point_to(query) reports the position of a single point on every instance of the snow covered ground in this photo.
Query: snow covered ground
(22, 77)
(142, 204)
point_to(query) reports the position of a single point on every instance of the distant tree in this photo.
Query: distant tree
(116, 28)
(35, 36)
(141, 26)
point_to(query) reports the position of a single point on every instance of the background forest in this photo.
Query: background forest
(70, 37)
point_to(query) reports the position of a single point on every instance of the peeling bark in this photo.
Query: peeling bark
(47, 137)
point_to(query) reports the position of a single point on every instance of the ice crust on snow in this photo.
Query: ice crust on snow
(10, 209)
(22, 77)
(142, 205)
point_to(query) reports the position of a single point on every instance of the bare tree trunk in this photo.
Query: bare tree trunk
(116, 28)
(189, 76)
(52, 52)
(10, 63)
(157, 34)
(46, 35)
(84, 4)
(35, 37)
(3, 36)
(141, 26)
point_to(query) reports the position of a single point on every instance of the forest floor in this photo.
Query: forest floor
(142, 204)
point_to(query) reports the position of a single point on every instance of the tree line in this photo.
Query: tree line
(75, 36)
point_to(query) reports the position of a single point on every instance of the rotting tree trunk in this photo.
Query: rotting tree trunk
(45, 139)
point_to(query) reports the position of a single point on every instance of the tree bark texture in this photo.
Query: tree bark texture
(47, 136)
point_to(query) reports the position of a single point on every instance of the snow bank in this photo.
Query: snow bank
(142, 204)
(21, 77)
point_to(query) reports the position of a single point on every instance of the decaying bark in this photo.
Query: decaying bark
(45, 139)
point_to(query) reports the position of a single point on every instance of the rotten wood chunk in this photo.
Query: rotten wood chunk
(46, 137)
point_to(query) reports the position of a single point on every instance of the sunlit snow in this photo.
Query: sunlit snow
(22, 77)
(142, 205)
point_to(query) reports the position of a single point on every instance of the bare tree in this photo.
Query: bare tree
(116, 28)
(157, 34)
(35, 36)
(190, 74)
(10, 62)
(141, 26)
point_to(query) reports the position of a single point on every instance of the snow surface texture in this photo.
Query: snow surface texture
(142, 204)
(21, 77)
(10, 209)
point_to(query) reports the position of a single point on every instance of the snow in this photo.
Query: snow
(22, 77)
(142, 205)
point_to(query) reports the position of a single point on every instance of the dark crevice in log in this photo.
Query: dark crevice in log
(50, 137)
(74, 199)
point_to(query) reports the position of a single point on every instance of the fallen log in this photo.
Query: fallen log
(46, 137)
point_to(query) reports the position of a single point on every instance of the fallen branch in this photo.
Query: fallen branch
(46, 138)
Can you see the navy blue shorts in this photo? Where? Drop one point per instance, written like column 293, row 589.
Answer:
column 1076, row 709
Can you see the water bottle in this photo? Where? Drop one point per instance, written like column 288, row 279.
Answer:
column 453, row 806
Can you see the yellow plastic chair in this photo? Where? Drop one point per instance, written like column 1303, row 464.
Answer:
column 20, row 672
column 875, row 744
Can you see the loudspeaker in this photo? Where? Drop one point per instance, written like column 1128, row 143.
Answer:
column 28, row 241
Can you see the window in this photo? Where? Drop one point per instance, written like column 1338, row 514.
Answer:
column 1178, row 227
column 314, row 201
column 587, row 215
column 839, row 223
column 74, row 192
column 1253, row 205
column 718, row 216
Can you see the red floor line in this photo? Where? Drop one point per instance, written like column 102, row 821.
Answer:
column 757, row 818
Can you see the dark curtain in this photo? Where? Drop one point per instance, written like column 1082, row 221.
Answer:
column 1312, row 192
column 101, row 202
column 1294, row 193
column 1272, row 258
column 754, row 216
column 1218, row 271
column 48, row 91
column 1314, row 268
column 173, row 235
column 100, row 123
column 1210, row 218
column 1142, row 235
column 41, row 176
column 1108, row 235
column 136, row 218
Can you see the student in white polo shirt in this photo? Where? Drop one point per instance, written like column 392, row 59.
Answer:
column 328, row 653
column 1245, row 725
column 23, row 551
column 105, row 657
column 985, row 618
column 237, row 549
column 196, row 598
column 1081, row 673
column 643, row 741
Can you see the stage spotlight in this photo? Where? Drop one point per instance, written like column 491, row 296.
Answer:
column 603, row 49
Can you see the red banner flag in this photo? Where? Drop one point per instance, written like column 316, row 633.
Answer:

▬▬▬▬▬▬▬▬▬▬

== THE PROBLEM ==
When you reach the end of the records, set them all down again exactly.

== ANSWER TO THIS TASK ==
point_to(query) reports the position of a single point on every instance of the snow covered ground in this photo.
Query: snow covered ground
(22, 77)
(142, 204)
point_to(query) reports the position of a single point on every instance of the distant tree in this photo.
Query: distant tree
(116, 28)
(35, 36)
(141, 26)
point_to(query) reports the position of a single point on every instance of the background forest in this photo.
Query: background forest
(70, 37)
point_to(query) reports the position of a single point on every instance of the peeling bark in this photo.
Query: peeling bark
(47, 137)
point_to(query) reports the position of a single point on every instance of the ice crust on snow in this photo.
Query: ice crust on snow
(10, 209)
(22, 77)
(142, 205)
point_to(query) reports the position of a single point on every instance of the bare tree trunk in this photo.
Query: bare tree trunk
(116, 28)
(189, 76)
(52, 52)
(10, 63)
(157, 34)
(46, 35)
(84, 4)
(35, 37)
(3, 36)
(141, 26)
point_to(query) reports the position of a single point on every instance of the forest floor in this photo.
Query: forest floor
(142, 204)
point_to(query) reports the position of a single point on every instance of the tree line in this photo.
Query: tree line
(75, 36)
point_to(query) reports the position of a single point on every instance of the rotting tree trunk in this photo.
Query: rotting tree trunk
(45, 139)
point_to(query) reports the position of a single point on every instance of the tree bark texture in this photo.
Query: tree bark texture
(47, 136)
point_to(query) reports the position of a single point on every instance of the snow bank in this photo.
Query: snow bank
(142, 204)
(21, 77)
point_to(query) reports the position of a single point on every instance of the decaying bark in this photo.
Query: decaying bark
(45, 139)
point_to(query) reports the position of a single point on every instance of the rotten wood chunk in this photo.
Query: rotten wood chunk
(46, 137)
point_to(query) reports the position of a single point on every instance of the sunlit snow in this photo.
Query: sunlit snow
(22, 77)
(142, 205)
point_to(query) reports the position of a single point on every instance of the bare tree in this photo.
Query: bare tree
(116, 28)
(157, 34)
(35, 36)
(190, 74)
(10, 62)
(141, 26)
point_to(query) reports the position of a single point on every instance of the snow surface texture in this photo.
Query: snow surface texture
(142, 204)
(21, 77)
(10, 209)
point_to(query) reports the position of a single point on every instance of the snow in this photo.
Query: snow
(22, 77)
(142, 205)
point_to(query) reports the position of a single point on every instance of the dark crevice in log in this photo.
Query: dark crevice in log
(50, 137)
(74, 199)
point_to(query) reports the position of a single point on every instance of the fallen log in this photo.
Query: fallen log
(46, 137)
point_to(query) reports the position of a single point on every instance of the fallen branch in this photo.
Query: fallen branch
(46, 138)
Can you see the navy blue shorts in this photo? Where? Drop one point per instance, written like column 293, row 589.
Answer:
column 1076, row 709
Can you see the water bottle in this photo? Where? Drop one point per instance, written like column 288, row 279.
Answer:
column 453, row 806
Can you see the yellow plastic chair in this photo? Where? Drop one point per instance, written like column 1303, row 464.
Answer:
column 20, row 672
column 875, row 744
Can you see the loudspeaker in this photo? Where? Drop one point per instance, written like column 1128, row 143.
Answer:
column 28, row 241
Can you see the window in this photo? Where? Drop one point per instance, written like column 1338, row 514.
Answer:
column 1178, row 227
column 314, row 201
column 587, row 215
column 839, row 223
column 74, row 192
column 1253, row 205
column 718, row 216
Can you see the red floor line in this photo? Where? Drop one point per instance, written like column 102, row 821.
Answer:
column 757, row 818
Can you see the dark curtain in this photo? Where? Drop one point per instance, written like column 1082, row 221.
Answer:
column 1312, row 192
column 101, row 202
column 1294, row 193
column 1272, row 258
column 754, row 216
column 1218, row 271
column 48, row 91
column 1314, row 268
column 173, row 235
column 100, row 123
column 1210, row 218
column 1142, row 235
column 41, row 176
column 1108, row 235
column 136, row 218
Can you see the student in white polo shirt in this photo? Where? Drop one point per instance, written like column 392, row 59.
Answer:
column 328, row 653
column 1245, row 725
column 23, row 551
column 105, row 657
column 985, row 618
column 237, row 549
column 196, row 598
column 1081, row 673
column 643, row 741
Can you see the stage spotlight in this photo? Where? Drop one point per instance, written like column 491, row 296.
Answer:
column 603, row 49
Can you see the red banner flag in this photo? Where? Drop one point per instance, written like column 316, row 633.
Answer:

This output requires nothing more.